United States District Court, D. South Carolina, Columbia Division

January 25, 2017

Reginald Evans, Plaintiff,
v.
Carolina Richardson, Treasurer for Sumter County South Carolina, and Sumter County, South Carolina, Inc., Defendants.

          ORDER

          Joseph F. Anderson, Jr. United States District Judge.

         I. INTRODUCTION

         Reginald Evans (“Plaintiff”), proceeding pro se and in forma pauperis, brings this action against Carolina Richardson, Treasurer for Sumter County South Carolina (“Richardson”), and Sumter County, South Carolina (“Sumter County”), (collectively “Defendants”) claiming a violation of his constitutional rights for Defendants' failure to void a tax sale held with regard to a house belonging to his mother's estate.[1] ECF No. 1.

         II. FACTUAL AND PROCEDURAL BACKGROUND

         On September 23, 2016, Plaintiff filed this action alleging Defendants violated his rights under Title VII of the Civil Rights Act as well as the Fifth and Fourteenth Amendments to the United States Constitution. ECF No. 1 at 1. In addition, Plaintiff moved for leave to proceed in forma pauperis under 28 U.S.C. § 1915, ECF No. 3, which was granted on October 4, 2016, by Magistrate Judge Shiva V. Hodges, ECF No. 10.

         The Magistrate Judge assigned to this action[2] prepared a thorough Report and Recommendation (“Report”) and opines that this Court should summarily dismiss this action without prejudice and without issuance and service of process. ECF No. 11. The Report sets forth in detail the relevant facts and standards of law on this matter, and this Court incorporates those facts and standards without a recitation as modified.[3]

         Plaintiff was advised of his right to object to the Report, which was entered on the docket on October 4, 2016. ECF Nos. 11-12. The Magistrate Judge gave Plaintiff until October 21, 2016, to file objections. Id. On October 5, 2016, the Court received Plaintiff's objections to the Report. ECF No. 14.[4] Thus, this matter is ripe for the Court's review.

         III. DISCUSSION

         The Magistrate Judge makes only a recommendation to this Court. The recommendation has no presumptive weight, and the responsibility to make a final determination remains with the Court. Mathews v. Weber, 423 U.S. 261 (1976). The Court is charged with making a de novo determination of those portions of the Report to which specific objection is made, and the Court may accept, reject, or modify, in whole or in part, the recommendation of the Magistrate Judge, or recommit the matter to the Magistrate Judge with instructions. See 28 U.S.C. § 636(b)(1). In the absence of specific objections to the Report of the Magistrate Judge, this Court is not required to give an explanation for adopting the recommendation. See Camby v. Davis, 718 F.2d 198, 199 (4th Cir. 1983).

Tasks »
a: In one to three sentences, explain why the court order says the matter is ripe for the Court's review.
b: Filter the listing down to every line containing the string "white", treating case as significant.
The court order and the listing that follows it have no connection to each other.

Dataset rows »
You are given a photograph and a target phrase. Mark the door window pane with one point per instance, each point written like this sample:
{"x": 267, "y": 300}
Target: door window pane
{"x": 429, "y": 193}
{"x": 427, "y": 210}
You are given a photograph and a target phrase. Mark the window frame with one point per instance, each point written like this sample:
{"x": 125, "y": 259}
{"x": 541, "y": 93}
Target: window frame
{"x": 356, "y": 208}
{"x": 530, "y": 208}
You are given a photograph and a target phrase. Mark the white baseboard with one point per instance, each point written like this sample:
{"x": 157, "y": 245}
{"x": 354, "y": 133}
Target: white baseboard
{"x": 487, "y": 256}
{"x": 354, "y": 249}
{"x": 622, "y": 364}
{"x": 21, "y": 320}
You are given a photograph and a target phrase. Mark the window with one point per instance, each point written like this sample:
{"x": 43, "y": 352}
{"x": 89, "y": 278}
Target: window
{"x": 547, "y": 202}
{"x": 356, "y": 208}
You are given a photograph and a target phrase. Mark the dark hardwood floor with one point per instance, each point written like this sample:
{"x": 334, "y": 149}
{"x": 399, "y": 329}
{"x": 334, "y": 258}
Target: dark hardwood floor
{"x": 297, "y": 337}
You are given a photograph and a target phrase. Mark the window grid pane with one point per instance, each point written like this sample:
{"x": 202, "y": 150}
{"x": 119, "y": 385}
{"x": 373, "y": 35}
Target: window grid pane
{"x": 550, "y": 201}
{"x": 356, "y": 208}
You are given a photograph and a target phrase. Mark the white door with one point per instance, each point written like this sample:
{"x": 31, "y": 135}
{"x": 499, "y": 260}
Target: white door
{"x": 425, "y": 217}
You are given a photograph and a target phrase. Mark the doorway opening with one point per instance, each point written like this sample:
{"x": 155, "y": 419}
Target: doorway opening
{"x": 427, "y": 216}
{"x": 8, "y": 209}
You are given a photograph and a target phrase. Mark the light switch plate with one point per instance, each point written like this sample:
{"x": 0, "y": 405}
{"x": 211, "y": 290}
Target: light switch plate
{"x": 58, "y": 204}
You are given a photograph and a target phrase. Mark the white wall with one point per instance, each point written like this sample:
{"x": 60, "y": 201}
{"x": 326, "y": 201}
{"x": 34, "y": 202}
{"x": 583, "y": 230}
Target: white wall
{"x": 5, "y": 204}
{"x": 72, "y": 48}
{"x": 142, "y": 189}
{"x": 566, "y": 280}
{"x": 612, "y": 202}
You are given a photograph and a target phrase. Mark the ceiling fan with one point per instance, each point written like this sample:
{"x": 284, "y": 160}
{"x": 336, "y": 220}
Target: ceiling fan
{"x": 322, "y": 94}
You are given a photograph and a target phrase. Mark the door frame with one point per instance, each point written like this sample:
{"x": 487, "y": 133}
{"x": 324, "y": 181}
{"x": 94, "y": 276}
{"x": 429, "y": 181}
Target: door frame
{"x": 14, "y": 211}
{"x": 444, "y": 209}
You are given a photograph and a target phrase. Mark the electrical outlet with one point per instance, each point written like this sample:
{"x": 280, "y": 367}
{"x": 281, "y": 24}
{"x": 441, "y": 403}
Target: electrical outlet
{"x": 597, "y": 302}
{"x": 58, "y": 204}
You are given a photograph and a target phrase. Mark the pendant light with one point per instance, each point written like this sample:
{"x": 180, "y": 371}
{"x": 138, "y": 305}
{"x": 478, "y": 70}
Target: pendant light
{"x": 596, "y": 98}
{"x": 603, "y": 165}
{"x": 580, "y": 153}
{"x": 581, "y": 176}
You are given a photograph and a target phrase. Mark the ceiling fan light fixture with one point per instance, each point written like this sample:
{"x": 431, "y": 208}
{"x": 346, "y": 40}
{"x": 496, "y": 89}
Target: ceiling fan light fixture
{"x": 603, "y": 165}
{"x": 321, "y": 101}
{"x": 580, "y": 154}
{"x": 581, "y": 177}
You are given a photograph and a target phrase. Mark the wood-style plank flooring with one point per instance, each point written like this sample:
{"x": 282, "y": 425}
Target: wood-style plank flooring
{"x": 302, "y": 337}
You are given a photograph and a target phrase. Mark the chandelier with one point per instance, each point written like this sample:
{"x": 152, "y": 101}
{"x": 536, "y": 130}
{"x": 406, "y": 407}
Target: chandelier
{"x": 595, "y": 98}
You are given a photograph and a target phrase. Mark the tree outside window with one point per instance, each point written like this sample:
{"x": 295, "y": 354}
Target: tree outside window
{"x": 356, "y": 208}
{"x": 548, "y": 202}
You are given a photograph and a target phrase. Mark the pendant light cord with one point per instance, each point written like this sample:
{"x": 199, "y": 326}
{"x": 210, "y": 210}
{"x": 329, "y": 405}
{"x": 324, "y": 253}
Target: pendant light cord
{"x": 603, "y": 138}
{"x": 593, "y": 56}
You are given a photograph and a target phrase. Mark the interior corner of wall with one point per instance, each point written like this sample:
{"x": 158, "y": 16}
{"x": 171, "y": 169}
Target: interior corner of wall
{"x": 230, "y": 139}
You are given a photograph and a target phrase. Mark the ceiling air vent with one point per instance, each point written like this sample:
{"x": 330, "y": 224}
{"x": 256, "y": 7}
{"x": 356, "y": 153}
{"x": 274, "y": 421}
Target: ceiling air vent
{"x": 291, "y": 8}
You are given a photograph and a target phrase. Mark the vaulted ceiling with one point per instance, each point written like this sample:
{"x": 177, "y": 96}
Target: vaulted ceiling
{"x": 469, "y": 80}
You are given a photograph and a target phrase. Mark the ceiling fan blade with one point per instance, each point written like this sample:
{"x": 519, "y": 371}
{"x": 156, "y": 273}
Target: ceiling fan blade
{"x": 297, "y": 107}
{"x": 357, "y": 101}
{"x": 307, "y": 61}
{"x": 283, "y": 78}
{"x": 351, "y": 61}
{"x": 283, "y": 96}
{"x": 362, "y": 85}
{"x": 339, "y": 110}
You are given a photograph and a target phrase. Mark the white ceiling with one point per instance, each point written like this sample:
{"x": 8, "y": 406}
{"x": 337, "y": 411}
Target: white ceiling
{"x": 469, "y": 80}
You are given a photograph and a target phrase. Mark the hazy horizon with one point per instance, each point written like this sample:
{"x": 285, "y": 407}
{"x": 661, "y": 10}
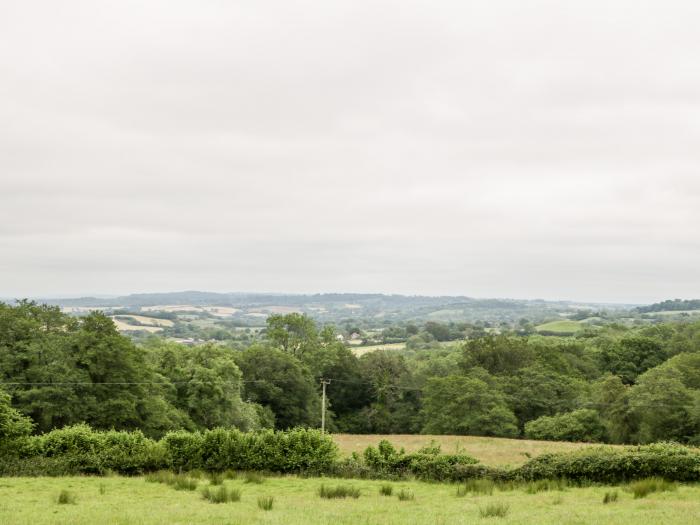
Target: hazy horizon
{"x": 486, "y": 149}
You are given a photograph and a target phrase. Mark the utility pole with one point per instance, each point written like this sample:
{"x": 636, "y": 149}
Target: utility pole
{"x": 324, "y": 382}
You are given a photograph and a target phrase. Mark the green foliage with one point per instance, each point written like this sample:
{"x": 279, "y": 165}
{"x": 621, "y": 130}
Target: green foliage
{"x": 643, "y": 487}
{"x": 610, "y": 497}
{"x": 13, "y": 425}
{"x": 221, "y": 495}
{"x": 65, "y": 497}
{"x": 405, "y": 495}
{"x": 476, "y": 486}
{"x": 612, "y": 465}
{"x": 494, "y": 510}
{"x": 339, "y": 491}
{"x": 297, "y": 450}
{"x": 385, "y": 461}
{"x": 579, "y": 425}
{"x": 386, "y": 490}
{"x": 253, "y": 477}
{"x": 266, "y": 502}
{"x": 467, "y": 405}
{"x": 279, "y": 381}
{"x": 183, "y": 482}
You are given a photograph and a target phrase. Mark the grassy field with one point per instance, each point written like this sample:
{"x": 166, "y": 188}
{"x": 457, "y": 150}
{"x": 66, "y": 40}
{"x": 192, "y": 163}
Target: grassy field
{"x": 561, "y": 327}
{"x": 121, "y": 500}
{"x": 488, "y": 450}
{"x": 362, "y": 350}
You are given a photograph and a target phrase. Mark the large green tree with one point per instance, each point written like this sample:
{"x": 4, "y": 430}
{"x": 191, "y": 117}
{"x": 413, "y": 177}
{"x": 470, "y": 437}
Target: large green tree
{"x": 467, "y": 405}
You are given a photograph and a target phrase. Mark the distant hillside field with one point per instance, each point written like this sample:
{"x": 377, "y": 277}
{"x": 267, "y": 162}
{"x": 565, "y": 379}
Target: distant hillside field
{"x": 561, "y": 327}
{"x": 488, "y": 450}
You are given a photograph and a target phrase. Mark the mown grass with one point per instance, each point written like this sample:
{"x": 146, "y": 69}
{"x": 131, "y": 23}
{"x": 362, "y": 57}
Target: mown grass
{"x": 490, "y": 451}
{"x": 295, "y": 501}
{"x": 644, "y": 487}
{"x": 221, "y": 494}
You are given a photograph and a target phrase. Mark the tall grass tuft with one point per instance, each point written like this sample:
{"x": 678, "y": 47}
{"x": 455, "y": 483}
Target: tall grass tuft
{"x": 183, "y": 482}
{"x": 476, "y": 486}
{"x": 386, "y": 490}
{"x": 253, "y": 477}
{"x": 266, "y": 502}
{"x": 405, "y": 495}
{"x": 216, "y": 478}
{"x": 610, "y": 497}
{"x": 339, "y": 491}
{"x": 162, "y": 476}
{"x": 644, "y": 487}
{"x": 542, "y": 485}
{"x": 494, "y": 510}
{"x": 221, "y": 495}
{"x": 65, "y": 497}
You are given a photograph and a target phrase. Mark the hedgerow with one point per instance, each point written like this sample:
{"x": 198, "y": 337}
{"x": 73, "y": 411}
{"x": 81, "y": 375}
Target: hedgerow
{"x": 81, "y": 450}
{"x": 612, "y": 465}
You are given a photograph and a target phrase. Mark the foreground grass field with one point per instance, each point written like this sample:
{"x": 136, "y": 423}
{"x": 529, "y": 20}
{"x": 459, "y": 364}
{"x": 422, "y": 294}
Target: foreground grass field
{"x": 488, "y": 450}
{"x": 120, "y": 500}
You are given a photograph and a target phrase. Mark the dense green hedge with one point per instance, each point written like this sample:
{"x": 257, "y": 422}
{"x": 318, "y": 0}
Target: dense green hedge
{"x": 611, "y": 465}
{"x": 80, "y": 450}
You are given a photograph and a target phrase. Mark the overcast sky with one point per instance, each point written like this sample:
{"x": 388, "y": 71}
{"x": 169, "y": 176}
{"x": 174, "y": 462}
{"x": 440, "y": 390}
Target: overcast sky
{"x": 493, "y": 148}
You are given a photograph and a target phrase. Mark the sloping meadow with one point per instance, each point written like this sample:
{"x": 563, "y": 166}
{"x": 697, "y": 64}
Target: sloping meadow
{"x": 80, "y": 450}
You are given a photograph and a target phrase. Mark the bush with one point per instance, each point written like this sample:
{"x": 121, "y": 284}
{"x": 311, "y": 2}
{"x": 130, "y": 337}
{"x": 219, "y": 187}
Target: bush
{"x": 253, "y": 477}
{"x": 429, "y": 464}
{"x": 65, "y": 497}
{"x": 292, "y": 451}
{"x": 579, "y": 425}
{"x": 266, "y": 502}
{"x": 610, "y": 497}
{"x": 79, "y": 449}
{"x": 613, "y": 465}
{"x": 644, "y": 487}
{"x": 405, "y": 495}
{"x": 182, "y": 482}
{"x": 494, "y": 510}
{"x": 476, "y": 486}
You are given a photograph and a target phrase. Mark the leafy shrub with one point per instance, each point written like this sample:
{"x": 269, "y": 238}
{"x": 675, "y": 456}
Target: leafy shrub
{"x": 579, "y": 425}
{"x": 385, "y": 461}
{"x": 253, "y": 477}
{"x": 610, "y": 497}
{"x": 644, "y": 487}
{"x": 296, "y": 450}
{"x": 221, "y": 495}
{"x": 613, "y": 465}
{"x": 162, "y": 476}
{"x": 216, "y": 479}
{"x": 65, "y": 497}
{"x": 405, "y": 495}
{"x": 339, "y": 491}
{"x": 494, "y": 510}
{"x": 543, "y": 485}
{"x": 182, "y": 482}
{"x": 266, "y": 502}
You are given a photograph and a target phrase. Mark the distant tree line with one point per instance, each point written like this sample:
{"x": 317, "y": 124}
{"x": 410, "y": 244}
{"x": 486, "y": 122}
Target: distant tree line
{"x": 614, "y": 385}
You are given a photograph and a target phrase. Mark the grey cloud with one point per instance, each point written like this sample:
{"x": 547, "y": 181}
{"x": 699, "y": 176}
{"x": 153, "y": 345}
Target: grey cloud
{"x": 528, "y": 149}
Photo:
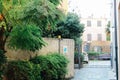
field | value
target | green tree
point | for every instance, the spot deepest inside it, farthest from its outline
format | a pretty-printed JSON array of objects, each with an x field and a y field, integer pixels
[
  {"x": 20, "y": 20},
  {"x": 70, "y": 27}
]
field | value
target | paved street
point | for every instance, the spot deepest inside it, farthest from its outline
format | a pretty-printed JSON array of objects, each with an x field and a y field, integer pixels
[{"x": 95, "y": 70}]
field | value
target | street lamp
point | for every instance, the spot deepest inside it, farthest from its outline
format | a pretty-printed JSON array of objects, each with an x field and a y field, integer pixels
[{"x": 59, "y": 38}]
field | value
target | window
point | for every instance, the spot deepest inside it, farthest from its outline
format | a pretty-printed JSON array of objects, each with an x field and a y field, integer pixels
[
  {"x": 99, "y": 37},
  {"x": 89, "y": 37},
  {"x": 99, "y": 23},
  {"x": 88, "y": 23}
]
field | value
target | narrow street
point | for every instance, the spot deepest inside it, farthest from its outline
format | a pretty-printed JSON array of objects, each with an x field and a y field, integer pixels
[{"x": 95, "y": 70}]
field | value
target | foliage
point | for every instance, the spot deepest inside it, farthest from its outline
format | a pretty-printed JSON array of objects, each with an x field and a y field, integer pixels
[
  {"x": 53, "y": 66},
  {"x": 42, "y": 13},
  {"x": 22, "y": 70},
  {"x": 56, "y": 2},
  {"x": 27, "y": 37},
  {"x": 70, "y": 28}
]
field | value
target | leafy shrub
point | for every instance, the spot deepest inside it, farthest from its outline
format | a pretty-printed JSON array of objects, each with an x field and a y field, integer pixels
[
  {"x": 53, "y": 66},
  {"x": 26, "y": 37},
  {"x": 22, "y": 70}
]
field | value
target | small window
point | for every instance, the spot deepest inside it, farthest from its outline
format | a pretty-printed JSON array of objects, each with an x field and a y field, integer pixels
[
  {"x": 99, "y": 23},
  {"x": 89, "y": 37},
  {"x": 99, "y": 37},
  {"x": 88, "y": 23}
]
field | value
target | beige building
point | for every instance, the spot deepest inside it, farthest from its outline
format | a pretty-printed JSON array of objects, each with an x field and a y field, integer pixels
[
  {"x": 116, "y": 23},
  {"x": 64, "y": 6},
  {"x": 94, "y": 29}
]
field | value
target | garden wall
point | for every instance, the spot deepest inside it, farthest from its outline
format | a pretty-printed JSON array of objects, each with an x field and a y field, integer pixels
[{"x": 64, "y": 46}]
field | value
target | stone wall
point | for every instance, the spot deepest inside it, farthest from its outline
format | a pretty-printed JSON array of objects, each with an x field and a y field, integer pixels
[{"x": 64, "y": 46}]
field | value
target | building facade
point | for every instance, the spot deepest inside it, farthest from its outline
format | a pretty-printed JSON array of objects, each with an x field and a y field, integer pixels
[{"x": 95, "y": 29}]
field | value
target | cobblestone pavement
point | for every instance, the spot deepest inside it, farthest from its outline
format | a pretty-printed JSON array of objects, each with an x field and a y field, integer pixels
[{"x": 95, "y": 70}]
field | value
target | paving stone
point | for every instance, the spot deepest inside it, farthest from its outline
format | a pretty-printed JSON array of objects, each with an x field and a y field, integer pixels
[{"x": 95, "y": 70}]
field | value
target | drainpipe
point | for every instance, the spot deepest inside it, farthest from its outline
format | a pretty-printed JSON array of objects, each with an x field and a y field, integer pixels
[{"x": 116, "y": 42}]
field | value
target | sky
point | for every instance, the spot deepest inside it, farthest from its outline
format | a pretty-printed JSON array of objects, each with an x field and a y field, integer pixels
[{"x": 92, "y": 7}]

Solutions to the exercise »
a: Plaintiff was advised of his right to object to the Report, which was docketed on October 4, 2016, and the Magistrate Judge gave him until October 21, 2016, to file objections. The Court received his objections on October 5, 2016, so the matter became ripe for review.

b:
You are given a photograph and a target phrase. Mark the white baseboard with one point per instance, each point written like this sample:
Target: white baseboard
You are given a photograph and a target phrase. Mark the white door with one point per instance, each point written like this sample:
Target: white door
You are given a photograph and a target phrase. Mark the white wall with one point per instance, each point written like this sample:
Target: white wall
You are given a photograph and a target phrase. Mark the white ceiling with one point per instance, each point written like this sample:
Target: white ceiling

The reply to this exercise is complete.